Entries from a collection:
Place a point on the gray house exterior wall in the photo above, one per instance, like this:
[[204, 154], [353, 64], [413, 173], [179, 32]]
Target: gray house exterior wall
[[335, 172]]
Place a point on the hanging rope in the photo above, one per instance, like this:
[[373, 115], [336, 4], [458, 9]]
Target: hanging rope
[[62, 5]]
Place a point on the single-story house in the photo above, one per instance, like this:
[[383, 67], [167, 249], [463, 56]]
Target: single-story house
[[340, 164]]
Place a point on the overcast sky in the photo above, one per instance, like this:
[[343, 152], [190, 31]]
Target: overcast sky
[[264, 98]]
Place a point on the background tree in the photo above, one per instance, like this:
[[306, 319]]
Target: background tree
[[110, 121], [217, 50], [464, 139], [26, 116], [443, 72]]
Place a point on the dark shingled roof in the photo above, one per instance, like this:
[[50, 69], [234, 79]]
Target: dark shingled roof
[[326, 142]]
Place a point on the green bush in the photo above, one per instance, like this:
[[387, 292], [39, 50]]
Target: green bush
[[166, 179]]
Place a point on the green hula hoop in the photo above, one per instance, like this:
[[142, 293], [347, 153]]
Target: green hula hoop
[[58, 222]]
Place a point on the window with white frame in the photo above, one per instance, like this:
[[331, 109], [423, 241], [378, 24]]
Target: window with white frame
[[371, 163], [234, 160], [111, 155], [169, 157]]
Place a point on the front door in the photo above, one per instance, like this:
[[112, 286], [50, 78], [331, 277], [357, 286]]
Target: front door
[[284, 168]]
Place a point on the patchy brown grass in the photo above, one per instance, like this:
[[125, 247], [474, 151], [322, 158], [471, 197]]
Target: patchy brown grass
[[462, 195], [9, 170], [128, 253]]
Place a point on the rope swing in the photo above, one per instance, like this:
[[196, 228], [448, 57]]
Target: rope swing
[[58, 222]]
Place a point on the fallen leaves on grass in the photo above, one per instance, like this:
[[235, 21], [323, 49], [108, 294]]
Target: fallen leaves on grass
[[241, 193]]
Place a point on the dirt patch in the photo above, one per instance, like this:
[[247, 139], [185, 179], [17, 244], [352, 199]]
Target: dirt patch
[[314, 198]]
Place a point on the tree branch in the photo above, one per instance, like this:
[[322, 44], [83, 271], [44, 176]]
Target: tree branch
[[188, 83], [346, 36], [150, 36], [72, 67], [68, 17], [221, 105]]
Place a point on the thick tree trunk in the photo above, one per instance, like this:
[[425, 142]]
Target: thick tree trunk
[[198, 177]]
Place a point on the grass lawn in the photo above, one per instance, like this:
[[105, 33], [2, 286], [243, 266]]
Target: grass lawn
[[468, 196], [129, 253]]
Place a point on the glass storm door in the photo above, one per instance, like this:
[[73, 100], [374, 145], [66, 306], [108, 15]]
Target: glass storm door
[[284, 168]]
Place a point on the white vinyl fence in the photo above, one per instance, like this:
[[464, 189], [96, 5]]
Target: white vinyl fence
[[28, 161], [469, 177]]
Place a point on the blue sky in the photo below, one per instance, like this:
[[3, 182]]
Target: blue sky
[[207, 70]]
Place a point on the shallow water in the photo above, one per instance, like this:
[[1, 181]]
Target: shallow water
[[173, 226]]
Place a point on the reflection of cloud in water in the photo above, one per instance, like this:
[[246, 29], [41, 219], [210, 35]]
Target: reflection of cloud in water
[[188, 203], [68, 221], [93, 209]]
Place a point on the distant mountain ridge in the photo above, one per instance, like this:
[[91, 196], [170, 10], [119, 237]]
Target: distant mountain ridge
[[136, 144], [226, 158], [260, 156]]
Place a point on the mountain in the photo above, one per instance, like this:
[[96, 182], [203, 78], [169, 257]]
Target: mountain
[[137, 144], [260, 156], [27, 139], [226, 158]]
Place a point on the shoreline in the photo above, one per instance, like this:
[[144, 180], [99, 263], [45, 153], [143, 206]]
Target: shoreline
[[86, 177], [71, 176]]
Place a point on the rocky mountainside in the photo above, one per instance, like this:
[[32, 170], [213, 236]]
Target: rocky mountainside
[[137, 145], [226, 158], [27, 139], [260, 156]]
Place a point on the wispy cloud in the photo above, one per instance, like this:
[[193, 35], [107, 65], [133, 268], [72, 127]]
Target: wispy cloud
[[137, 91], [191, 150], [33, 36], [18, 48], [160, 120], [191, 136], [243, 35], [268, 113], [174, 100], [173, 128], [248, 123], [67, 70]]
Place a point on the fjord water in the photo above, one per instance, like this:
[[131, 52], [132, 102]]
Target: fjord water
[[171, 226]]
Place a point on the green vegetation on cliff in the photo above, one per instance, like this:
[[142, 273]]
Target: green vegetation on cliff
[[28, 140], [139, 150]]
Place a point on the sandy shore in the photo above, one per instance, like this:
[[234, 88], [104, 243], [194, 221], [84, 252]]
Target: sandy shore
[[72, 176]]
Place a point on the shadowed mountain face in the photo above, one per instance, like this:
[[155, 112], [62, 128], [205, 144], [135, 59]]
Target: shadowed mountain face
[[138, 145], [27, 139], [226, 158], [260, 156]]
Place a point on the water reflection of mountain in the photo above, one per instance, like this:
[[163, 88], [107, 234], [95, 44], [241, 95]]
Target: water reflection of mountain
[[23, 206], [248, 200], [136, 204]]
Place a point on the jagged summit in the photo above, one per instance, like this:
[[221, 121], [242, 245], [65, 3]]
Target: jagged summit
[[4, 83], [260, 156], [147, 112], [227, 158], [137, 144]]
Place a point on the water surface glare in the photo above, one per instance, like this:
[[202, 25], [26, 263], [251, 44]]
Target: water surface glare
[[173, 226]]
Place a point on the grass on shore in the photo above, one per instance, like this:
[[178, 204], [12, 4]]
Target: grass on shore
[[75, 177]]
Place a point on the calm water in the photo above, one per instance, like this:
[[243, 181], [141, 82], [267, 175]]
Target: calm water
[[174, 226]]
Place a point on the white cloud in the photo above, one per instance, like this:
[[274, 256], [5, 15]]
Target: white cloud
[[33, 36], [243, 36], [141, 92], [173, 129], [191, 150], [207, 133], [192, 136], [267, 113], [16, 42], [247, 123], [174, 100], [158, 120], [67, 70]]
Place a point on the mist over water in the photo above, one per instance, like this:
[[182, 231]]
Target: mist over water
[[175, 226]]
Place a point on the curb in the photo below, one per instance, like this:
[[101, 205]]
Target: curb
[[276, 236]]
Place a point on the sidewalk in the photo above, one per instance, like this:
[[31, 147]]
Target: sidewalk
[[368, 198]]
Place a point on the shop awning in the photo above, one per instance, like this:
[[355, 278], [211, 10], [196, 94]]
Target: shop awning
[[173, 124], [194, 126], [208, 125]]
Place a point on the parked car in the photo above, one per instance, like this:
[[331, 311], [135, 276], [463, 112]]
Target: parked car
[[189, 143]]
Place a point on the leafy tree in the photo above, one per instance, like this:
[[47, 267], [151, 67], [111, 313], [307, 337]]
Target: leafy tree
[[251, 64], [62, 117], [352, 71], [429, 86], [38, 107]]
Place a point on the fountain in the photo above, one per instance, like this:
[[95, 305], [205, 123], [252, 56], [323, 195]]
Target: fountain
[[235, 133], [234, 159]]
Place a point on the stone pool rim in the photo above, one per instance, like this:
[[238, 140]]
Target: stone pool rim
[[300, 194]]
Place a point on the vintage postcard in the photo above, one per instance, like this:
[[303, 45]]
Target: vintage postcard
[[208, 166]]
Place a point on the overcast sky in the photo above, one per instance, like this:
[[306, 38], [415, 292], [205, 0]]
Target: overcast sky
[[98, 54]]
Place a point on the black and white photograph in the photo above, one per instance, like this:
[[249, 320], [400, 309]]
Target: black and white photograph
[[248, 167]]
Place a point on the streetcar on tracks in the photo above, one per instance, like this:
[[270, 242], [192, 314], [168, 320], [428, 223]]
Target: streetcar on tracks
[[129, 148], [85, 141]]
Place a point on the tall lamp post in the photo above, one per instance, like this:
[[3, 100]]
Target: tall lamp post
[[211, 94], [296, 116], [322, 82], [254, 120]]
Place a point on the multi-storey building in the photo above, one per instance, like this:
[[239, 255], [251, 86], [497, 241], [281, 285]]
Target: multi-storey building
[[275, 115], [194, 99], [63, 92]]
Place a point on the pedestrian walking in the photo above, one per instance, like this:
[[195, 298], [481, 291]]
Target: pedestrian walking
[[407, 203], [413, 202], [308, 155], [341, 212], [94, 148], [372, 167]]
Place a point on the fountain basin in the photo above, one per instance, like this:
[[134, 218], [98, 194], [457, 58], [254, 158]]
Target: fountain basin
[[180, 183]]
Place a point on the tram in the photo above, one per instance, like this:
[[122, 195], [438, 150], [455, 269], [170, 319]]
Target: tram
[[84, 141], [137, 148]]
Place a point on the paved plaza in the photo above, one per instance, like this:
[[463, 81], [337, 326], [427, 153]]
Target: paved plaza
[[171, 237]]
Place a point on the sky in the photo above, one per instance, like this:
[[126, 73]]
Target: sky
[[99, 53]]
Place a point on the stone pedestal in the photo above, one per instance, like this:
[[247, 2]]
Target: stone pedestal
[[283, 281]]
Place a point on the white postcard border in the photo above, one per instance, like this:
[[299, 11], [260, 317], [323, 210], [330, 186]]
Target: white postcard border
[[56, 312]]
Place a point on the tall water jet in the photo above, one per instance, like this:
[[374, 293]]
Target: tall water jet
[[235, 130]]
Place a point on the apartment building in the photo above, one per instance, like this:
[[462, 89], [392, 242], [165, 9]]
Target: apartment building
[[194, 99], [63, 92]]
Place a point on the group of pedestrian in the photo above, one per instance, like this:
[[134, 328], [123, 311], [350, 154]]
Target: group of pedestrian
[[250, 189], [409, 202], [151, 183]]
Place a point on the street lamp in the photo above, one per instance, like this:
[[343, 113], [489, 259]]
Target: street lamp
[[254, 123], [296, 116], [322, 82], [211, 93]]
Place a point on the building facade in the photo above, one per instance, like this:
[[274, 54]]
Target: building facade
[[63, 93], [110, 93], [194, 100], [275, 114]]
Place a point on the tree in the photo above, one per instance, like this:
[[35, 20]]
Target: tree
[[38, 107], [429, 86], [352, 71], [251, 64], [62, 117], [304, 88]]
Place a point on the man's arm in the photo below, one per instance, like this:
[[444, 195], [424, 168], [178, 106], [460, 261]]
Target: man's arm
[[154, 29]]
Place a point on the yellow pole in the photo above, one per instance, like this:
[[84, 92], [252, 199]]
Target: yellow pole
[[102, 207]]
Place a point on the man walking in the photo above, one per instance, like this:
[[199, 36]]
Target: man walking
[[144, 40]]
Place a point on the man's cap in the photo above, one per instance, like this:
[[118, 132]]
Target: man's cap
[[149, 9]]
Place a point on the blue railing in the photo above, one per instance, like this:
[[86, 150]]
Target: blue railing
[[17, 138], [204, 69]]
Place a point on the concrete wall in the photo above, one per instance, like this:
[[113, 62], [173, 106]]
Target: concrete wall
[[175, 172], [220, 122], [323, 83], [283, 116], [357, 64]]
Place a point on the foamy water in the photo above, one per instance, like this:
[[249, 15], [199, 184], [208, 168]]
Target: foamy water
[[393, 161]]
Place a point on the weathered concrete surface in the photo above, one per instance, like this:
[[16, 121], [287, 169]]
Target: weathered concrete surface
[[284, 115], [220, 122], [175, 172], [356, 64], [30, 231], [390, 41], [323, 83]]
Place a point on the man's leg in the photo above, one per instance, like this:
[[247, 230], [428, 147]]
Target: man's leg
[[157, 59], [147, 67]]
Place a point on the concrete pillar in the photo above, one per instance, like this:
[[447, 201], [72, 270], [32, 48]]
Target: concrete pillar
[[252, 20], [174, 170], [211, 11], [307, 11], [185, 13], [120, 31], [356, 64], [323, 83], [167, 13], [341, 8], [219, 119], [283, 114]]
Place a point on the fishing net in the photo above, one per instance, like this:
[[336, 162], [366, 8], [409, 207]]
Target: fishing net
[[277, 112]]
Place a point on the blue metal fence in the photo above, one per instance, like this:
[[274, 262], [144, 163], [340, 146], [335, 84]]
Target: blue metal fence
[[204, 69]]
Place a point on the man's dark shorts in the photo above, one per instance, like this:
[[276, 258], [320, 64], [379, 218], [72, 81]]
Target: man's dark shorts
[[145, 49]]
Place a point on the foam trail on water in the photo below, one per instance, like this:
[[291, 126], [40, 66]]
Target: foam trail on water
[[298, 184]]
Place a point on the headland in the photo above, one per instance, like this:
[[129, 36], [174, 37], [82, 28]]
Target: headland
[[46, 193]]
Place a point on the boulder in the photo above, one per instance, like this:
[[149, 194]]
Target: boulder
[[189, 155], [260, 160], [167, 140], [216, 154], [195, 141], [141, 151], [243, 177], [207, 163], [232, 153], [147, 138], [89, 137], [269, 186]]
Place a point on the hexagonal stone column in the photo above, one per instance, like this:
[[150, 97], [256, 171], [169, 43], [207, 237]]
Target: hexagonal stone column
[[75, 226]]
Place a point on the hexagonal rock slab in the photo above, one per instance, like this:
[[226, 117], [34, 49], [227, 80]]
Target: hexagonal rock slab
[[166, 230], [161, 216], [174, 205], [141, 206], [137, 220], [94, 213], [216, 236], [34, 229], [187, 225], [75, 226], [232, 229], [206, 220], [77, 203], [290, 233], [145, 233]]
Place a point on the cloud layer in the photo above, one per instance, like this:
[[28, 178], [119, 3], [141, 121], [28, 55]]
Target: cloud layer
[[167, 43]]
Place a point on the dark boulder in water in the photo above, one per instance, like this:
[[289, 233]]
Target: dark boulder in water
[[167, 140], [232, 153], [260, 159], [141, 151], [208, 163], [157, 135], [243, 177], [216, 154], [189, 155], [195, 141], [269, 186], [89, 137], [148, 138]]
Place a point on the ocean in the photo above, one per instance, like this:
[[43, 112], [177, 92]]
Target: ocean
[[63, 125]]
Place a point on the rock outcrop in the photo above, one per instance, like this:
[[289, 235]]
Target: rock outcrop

**Your task**
Rewrite the material between the lines holding "Place a point on the background" and "[[326, 142]]", inclusive, with the requests included. Multiply every point coordinate in the answers by 0.95 and round to whole numbers, rounding halves up, but leave the requests and their sample coordinates unchanged.

**Task response**
Place a point on the background tree in the photo above, one per instance, like this:
[[306, 319]]
Target: background tree
[[105, 115], [206, 48], [441, 132], [25, 110], [421, 68]]
Place a point on the dark shingled roof in the photo above, one per instance, like this:
[[50, 69], [234, 79]]
Target: dark shingled roof
[[310, 135]]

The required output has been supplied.